*** Supplied data ***
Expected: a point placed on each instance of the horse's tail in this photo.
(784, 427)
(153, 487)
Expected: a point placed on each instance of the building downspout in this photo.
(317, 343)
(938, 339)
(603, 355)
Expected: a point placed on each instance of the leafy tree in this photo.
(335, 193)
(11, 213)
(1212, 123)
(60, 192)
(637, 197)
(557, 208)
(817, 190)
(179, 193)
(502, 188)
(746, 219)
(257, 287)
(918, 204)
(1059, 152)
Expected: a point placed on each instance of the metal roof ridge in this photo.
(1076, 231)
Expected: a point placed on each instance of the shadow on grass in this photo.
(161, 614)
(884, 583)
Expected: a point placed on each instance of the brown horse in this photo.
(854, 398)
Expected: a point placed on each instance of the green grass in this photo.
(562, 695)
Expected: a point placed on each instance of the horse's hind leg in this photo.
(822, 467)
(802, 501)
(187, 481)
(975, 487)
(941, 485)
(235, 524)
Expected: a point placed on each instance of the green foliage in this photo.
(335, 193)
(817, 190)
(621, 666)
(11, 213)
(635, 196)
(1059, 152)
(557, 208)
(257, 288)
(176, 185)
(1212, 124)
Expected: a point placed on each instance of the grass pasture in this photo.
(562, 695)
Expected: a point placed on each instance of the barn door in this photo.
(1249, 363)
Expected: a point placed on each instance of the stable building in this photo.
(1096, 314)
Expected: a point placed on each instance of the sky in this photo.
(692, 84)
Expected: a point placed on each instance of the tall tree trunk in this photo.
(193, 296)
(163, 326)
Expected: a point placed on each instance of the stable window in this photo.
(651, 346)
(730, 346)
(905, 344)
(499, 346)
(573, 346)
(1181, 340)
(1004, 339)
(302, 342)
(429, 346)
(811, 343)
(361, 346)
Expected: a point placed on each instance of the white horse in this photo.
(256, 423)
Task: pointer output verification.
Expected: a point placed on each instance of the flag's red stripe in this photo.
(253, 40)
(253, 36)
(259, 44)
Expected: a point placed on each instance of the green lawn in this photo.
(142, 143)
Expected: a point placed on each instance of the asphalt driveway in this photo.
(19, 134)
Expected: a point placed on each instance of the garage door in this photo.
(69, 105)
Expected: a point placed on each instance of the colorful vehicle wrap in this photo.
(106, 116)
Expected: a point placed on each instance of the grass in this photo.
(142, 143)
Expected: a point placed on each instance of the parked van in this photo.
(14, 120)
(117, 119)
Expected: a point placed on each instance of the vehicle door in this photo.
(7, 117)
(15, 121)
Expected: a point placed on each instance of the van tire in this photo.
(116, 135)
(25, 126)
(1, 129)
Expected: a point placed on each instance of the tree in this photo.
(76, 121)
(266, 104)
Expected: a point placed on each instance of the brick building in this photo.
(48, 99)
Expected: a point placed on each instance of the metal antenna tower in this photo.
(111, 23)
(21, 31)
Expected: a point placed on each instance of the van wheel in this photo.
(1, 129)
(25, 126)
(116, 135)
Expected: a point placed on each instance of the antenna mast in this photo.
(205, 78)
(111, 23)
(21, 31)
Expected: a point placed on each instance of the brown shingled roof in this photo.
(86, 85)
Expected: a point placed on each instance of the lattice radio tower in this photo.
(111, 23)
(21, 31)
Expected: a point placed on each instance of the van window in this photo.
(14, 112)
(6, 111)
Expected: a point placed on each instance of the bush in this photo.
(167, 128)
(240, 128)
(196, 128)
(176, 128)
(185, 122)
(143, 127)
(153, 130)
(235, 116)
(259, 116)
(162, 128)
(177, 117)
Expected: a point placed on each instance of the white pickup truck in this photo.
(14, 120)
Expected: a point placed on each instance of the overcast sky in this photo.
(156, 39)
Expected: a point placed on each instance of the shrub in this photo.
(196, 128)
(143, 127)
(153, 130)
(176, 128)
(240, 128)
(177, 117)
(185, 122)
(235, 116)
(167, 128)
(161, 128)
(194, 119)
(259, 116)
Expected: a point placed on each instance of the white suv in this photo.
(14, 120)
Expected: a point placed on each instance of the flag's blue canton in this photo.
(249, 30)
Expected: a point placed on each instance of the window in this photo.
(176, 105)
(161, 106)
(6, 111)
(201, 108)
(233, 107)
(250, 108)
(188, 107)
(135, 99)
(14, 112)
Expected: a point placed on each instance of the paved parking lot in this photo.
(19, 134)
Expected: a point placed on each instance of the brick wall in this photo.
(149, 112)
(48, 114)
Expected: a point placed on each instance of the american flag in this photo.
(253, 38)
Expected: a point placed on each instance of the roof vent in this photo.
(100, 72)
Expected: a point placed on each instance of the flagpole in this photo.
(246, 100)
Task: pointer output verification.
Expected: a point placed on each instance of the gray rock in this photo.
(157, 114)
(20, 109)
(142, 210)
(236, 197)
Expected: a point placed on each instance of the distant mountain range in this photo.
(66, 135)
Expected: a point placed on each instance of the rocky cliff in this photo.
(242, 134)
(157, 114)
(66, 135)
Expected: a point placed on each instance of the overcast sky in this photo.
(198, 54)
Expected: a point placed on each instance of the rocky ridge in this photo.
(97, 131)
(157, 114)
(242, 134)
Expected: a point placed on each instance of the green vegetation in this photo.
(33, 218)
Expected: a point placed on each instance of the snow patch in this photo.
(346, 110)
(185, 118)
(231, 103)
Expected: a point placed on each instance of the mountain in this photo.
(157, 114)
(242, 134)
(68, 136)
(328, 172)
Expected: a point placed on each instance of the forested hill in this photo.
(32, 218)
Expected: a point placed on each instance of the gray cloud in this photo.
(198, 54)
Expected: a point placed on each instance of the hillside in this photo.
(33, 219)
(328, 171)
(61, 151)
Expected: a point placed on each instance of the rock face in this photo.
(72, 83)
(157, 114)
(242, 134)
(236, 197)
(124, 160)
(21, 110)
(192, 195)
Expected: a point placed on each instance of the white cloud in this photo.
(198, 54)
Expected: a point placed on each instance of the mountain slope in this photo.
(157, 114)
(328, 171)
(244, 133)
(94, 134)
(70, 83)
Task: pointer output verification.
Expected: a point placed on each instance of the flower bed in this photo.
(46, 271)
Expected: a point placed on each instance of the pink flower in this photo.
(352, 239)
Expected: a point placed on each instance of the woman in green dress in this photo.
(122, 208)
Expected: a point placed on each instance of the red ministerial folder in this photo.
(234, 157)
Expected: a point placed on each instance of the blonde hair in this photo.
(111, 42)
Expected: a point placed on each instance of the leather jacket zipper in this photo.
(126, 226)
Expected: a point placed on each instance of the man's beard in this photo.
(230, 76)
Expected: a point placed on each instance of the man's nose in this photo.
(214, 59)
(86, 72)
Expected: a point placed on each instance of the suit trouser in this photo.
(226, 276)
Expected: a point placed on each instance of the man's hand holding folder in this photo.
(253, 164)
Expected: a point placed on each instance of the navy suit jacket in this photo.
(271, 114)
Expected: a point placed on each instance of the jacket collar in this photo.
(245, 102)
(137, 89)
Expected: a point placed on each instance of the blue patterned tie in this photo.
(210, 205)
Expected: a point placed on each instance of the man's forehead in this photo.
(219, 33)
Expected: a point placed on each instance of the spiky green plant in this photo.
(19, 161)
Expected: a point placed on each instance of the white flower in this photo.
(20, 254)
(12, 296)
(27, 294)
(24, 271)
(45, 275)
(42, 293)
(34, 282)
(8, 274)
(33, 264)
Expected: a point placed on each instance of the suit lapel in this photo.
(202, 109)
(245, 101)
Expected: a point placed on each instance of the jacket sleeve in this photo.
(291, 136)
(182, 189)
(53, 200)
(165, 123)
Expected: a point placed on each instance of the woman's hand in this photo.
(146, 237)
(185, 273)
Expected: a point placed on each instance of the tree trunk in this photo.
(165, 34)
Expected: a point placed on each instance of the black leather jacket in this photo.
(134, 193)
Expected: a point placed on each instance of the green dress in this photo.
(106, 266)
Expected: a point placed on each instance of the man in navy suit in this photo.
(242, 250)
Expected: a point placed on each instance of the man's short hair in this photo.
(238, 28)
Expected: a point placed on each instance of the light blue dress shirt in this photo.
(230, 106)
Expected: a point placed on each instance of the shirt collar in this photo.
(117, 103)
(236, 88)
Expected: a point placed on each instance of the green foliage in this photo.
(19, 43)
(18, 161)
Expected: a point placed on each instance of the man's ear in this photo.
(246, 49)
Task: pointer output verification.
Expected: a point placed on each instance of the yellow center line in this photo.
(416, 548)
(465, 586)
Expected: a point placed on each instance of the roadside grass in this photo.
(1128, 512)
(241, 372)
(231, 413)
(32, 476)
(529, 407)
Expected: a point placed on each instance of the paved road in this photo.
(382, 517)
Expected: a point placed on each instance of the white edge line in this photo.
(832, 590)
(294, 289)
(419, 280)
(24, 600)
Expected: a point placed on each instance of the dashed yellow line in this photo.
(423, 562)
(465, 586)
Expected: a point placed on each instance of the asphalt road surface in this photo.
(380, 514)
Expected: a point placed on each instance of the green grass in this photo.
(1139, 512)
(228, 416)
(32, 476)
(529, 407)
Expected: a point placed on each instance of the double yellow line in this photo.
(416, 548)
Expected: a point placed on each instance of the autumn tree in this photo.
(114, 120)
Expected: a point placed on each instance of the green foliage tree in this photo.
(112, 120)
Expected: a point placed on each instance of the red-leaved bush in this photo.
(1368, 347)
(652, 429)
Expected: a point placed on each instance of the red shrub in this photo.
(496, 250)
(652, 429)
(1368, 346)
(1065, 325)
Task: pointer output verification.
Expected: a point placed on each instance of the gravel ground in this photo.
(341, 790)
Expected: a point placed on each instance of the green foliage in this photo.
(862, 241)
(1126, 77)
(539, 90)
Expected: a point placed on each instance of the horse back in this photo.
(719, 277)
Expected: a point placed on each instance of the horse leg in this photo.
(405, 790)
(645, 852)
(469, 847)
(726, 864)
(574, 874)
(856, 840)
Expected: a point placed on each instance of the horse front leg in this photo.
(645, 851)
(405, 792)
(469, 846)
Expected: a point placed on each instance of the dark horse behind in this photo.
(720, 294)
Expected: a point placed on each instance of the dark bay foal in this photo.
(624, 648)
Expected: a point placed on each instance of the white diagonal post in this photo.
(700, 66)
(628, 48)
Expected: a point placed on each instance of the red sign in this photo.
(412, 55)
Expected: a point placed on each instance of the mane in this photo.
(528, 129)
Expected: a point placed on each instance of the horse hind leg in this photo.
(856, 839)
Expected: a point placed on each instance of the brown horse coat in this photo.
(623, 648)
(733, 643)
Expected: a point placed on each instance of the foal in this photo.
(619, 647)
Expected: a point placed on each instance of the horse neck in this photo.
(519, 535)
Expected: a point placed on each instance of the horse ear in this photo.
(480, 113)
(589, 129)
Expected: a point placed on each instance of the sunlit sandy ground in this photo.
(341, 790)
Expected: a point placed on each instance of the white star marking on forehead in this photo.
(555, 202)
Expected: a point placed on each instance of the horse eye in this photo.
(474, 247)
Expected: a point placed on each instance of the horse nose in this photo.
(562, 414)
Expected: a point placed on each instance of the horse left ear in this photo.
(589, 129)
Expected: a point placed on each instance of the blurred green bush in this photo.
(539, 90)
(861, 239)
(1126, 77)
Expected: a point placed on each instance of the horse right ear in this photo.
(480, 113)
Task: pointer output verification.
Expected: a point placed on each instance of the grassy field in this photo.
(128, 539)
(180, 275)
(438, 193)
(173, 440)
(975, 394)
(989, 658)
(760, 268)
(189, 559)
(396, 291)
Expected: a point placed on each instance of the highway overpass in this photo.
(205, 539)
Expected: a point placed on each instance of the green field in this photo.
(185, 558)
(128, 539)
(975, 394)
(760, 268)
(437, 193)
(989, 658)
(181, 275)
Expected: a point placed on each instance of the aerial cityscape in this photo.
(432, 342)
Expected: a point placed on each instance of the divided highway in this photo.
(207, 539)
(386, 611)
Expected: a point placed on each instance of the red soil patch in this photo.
***
#### [Work task]
I would like you to restate word for word the lines from the one with "Expected: a point placed on each instance of the aerial" through the last line of the material above, and only those.

#### [Response area]
Expected: a point placed on each instance of the aerial cityscape in this photo.
(432, 342)
Expected: a point placed on each instance of the divided highway in this photo.
(207, 539)
(386, 611)
Expected: a point placed on each instance of the red soil patch in this photo.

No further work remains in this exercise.